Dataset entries
------------------------------

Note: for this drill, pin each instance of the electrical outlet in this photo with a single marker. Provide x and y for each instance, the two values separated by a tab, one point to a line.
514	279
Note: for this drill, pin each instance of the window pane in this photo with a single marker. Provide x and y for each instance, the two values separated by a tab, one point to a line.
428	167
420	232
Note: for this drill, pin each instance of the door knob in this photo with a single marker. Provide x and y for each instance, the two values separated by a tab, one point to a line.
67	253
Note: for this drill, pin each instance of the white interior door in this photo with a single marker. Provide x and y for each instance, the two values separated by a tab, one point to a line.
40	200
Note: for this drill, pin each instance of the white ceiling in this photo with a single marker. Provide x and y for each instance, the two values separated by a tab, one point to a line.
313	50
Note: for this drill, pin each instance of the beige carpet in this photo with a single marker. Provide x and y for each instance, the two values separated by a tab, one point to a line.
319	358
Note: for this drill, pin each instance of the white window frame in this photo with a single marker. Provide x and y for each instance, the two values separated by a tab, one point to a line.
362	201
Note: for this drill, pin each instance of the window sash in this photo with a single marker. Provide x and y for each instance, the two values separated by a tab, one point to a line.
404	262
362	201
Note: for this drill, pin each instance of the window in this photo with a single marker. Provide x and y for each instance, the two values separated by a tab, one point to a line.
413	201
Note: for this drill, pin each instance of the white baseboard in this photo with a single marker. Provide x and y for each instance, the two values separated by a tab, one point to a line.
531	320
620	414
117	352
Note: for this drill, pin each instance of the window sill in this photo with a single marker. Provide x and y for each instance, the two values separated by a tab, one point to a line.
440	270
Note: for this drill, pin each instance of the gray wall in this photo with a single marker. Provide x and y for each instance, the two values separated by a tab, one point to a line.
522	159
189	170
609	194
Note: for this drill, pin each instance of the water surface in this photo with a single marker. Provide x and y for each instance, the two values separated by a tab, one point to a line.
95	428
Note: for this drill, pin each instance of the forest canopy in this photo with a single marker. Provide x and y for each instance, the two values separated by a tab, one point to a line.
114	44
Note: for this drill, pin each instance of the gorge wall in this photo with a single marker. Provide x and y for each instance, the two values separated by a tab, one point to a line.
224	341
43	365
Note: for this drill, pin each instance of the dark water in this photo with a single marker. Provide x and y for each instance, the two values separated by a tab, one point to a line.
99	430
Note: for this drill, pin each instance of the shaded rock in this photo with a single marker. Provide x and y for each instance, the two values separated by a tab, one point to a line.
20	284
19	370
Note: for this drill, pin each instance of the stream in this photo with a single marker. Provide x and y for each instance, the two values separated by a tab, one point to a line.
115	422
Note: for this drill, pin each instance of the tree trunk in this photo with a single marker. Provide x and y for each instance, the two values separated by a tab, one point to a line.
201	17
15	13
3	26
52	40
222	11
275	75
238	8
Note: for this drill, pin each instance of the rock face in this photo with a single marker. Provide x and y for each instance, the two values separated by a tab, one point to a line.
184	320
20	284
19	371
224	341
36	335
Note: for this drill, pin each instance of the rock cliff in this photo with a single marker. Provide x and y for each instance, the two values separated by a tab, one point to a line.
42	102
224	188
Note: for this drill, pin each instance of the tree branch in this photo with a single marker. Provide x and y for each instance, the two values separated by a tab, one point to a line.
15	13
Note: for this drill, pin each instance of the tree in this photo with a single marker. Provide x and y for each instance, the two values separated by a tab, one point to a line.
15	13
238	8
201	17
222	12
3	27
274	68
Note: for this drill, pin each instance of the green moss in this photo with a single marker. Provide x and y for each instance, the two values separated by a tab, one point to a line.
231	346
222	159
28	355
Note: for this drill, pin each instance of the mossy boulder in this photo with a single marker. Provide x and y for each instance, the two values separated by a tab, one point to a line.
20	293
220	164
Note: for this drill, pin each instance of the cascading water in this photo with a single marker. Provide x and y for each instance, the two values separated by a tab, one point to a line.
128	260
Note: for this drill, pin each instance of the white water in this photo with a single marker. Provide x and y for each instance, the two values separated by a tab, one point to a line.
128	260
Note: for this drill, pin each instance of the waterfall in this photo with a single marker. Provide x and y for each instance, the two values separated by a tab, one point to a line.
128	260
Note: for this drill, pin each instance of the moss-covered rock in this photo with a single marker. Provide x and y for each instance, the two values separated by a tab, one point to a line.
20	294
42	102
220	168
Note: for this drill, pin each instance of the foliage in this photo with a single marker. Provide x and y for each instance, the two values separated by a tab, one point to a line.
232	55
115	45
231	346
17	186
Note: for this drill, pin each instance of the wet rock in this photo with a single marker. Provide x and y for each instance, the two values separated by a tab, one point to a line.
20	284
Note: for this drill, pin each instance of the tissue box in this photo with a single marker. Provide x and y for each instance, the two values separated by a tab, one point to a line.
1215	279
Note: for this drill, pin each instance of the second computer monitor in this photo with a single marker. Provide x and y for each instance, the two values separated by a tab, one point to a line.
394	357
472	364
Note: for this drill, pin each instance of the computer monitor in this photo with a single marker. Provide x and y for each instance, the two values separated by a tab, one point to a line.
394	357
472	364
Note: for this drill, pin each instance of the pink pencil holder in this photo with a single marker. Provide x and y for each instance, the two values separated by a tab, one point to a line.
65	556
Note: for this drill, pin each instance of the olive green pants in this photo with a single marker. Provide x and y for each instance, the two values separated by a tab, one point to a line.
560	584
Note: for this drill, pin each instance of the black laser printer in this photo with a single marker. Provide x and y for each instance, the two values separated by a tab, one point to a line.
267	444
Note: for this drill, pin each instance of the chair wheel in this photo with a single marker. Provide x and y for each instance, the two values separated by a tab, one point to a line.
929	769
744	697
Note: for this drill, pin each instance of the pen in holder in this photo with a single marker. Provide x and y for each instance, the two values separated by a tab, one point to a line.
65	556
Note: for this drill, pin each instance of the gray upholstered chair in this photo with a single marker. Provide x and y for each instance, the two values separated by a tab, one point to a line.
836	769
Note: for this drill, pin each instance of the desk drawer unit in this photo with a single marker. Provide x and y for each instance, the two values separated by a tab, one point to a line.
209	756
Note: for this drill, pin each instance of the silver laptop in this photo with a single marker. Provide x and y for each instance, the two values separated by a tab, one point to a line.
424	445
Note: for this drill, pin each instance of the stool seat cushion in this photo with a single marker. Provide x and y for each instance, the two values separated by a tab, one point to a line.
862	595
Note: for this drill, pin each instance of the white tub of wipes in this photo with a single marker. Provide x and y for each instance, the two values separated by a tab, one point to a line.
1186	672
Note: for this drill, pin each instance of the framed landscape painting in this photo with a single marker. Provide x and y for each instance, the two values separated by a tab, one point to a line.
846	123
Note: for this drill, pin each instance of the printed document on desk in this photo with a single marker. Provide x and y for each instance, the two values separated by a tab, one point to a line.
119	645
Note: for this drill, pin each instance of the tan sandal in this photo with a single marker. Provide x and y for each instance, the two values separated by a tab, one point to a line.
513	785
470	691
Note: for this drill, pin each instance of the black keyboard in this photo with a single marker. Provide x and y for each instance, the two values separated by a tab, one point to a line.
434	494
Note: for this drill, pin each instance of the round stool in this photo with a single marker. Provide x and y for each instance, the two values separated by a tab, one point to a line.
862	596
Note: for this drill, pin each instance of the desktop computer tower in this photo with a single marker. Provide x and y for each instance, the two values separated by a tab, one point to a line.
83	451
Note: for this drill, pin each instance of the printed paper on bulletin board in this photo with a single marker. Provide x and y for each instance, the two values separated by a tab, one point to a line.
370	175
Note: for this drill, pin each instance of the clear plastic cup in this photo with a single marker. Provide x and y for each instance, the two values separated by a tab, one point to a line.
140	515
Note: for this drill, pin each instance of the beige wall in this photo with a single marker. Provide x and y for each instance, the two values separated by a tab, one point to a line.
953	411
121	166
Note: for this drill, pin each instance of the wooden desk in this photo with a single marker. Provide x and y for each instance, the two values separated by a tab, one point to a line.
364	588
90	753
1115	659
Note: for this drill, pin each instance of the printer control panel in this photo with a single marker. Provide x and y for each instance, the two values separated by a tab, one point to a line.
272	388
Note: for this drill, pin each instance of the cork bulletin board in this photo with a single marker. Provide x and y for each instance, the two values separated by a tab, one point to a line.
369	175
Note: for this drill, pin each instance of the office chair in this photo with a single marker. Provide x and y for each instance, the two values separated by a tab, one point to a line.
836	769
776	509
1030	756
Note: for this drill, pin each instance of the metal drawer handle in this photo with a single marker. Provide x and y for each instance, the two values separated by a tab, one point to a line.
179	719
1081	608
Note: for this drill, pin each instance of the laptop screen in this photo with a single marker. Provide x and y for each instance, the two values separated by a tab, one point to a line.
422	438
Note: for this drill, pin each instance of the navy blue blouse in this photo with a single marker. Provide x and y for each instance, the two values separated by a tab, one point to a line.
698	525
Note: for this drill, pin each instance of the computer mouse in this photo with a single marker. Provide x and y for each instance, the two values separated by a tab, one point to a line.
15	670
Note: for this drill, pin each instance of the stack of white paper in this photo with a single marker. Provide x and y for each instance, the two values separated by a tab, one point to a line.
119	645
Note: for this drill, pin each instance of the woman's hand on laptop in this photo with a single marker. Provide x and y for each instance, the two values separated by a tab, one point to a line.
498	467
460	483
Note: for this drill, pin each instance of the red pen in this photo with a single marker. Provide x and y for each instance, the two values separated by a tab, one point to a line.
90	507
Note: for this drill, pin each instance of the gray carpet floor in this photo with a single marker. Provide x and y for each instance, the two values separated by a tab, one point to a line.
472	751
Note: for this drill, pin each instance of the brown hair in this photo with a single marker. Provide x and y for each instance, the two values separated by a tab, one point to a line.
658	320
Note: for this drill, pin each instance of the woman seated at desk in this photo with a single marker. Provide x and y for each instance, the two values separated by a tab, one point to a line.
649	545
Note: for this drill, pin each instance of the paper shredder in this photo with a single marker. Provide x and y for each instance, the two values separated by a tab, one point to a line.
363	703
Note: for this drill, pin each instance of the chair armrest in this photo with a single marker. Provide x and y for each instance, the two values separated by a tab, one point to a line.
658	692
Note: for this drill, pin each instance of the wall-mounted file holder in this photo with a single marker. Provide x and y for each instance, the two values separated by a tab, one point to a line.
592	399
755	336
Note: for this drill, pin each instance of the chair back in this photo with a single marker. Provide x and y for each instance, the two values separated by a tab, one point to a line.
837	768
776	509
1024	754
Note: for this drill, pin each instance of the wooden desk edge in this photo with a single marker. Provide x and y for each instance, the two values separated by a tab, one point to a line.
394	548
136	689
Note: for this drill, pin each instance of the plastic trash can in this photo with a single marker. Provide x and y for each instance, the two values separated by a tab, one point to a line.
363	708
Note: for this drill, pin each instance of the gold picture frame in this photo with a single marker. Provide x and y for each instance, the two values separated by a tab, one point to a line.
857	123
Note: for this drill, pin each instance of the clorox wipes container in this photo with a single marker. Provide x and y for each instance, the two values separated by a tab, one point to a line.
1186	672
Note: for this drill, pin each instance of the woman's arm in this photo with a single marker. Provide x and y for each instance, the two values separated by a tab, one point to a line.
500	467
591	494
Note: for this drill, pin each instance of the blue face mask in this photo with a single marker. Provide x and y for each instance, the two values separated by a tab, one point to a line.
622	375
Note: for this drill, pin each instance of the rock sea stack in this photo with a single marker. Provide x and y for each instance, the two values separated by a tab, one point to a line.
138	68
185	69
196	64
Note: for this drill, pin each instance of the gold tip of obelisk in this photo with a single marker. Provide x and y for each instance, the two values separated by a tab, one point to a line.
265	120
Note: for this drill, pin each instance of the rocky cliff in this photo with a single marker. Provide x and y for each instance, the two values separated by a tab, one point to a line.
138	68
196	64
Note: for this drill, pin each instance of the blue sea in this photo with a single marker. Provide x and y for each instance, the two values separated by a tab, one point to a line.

------------------------------

# [ACTIVITY]
Search the data for "Note: for this drill, pin each instance of the rock sea". Beginning with that line, set down every line through the last exactly.

# [SOLUTION TO THIS TASK]
Note: for this drill, pin each instance of the rock sea stack in this photo with a single marker. Provide x and y for each instance, the two values separated by a tab, one point to a line.
138	68
185	69
196	64
Note: for this drill, pin each instance of the gold tip of obelisk in this photo with a single marker. Provide x and y for each instance, the two values separated by a tab, one point to a line.
265	120
Note: for this drill, pin each instance of the rocky cliff in this photo with a single marker. Provide x and y for each instance, the two values separated by a tab, one point to a line.
138	68
196	64
Note: for this drill, pin each instance of the blue sea in this photo with a single marker. Provide x and y for each instance, the two values separated by a tab, one point to a line.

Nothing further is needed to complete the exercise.